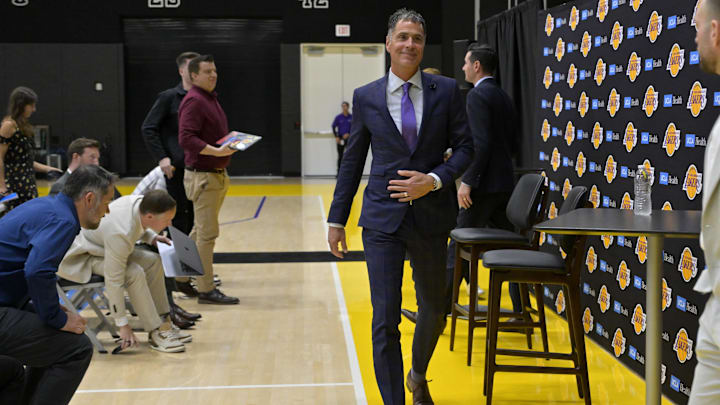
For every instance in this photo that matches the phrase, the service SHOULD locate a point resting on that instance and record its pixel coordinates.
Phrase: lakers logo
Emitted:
(572, 75)
(651, 101)
(627, 202)
(618, 343)
(586, 44)
(583, 104)
(688, 265)
(613, 102)
(616, 36)
(547, 78)
(549, 25)
(671, 143)
(676, 60)
(555, 160)
(693, 182)
(580, 164)
(654, 27)
(560, 302)
(667, 295)
(600, 71)
(683, 346)
(634, 66)
(557, 104)
(604, 299)
(591, 260)
(610, 169)
(574, 18)
(569, 133)
(641, 249)
(639, 319)
(602, 9)
(587, 320)
(560, 49)
(697, 99)
(566, 188)
(594, 196)
(630, 138)
(597, 136)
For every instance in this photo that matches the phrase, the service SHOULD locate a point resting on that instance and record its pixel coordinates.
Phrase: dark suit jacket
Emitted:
(443, 126)
(494, 129)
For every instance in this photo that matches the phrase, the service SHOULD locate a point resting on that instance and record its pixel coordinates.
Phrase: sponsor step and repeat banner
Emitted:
(619, 85)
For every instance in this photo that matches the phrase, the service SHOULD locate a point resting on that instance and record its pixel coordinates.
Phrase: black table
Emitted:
(657, 227)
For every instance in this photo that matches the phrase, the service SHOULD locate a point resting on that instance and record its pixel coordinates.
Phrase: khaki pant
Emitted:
(145, 285)
(207, 192)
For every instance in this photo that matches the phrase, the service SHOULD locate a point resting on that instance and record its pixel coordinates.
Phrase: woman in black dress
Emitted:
(17, 166)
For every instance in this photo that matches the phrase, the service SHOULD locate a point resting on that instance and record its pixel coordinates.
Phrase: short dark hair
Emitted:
(89, 178)
(183, 57)
(156, 202)
(194, 64)
(406, 15)
(484, 54)
(78, 146)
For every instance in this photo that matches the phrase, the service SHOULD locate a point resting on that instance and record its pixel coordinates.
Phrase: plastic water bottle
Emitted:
(643, 181)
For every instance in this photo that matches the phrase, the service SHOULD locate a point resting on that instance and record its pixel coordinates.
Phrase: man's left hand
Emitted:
(417, 185)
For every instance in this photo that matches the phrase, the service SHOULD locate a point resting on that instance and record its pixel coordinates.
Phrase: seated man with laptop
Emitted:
(111, 251)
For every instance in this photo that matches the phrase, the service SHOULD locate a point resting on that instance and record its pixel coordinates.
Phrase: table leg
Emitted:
(653, 332)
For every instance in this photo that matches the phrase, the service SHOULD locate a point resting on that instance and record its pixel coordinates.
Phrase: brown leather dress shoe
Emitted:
(420, 391)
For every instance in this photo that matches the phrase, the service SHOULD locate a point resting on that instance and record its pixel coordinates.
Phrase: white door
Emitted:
(329, 73)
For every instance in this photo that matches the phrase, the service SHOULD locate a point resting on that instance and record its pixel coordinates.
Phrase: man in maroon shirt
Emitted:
(201, 123)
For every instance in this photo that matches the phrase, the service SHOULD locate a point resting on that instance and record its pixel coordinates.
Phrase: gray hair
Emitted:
(404, 14)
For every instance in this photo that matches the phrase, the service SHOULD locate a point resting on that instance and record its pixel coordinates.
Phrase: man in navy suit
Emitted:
(409, 118)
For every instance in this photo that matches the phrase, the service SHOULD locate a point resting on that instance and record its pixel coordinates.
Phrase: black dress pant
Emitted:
(56, 361)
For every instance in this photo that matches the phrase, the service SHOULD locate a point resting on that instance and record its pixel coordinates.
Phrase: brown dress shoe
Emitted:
(420, 391)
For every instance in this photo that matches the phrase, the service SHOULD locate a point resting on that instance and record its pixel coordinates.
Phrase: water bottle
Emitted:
(643, 181)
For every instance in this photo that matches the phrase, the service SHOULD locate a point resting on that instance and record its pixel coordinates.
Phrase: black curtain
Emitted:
(513, 35)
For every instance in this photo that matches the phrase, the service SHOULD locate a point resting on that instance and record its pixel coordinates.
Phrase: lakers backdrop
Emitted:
(619, 85)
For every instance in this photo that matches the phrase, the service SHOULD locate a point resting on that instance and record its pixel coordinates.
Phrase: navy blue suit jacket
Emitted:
(444, 125)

---------------

Your goal.
Transcribe the opening line of the listing above, please, and every line after it through the line with "Phrase: lakers logo", word for word, without pictures.

Result of the exercise.
For every instance in this photo that matches the phrase, the service SHOULD locate a point resting on that instance and record its pixel coordinates.
Phrase: lakers logo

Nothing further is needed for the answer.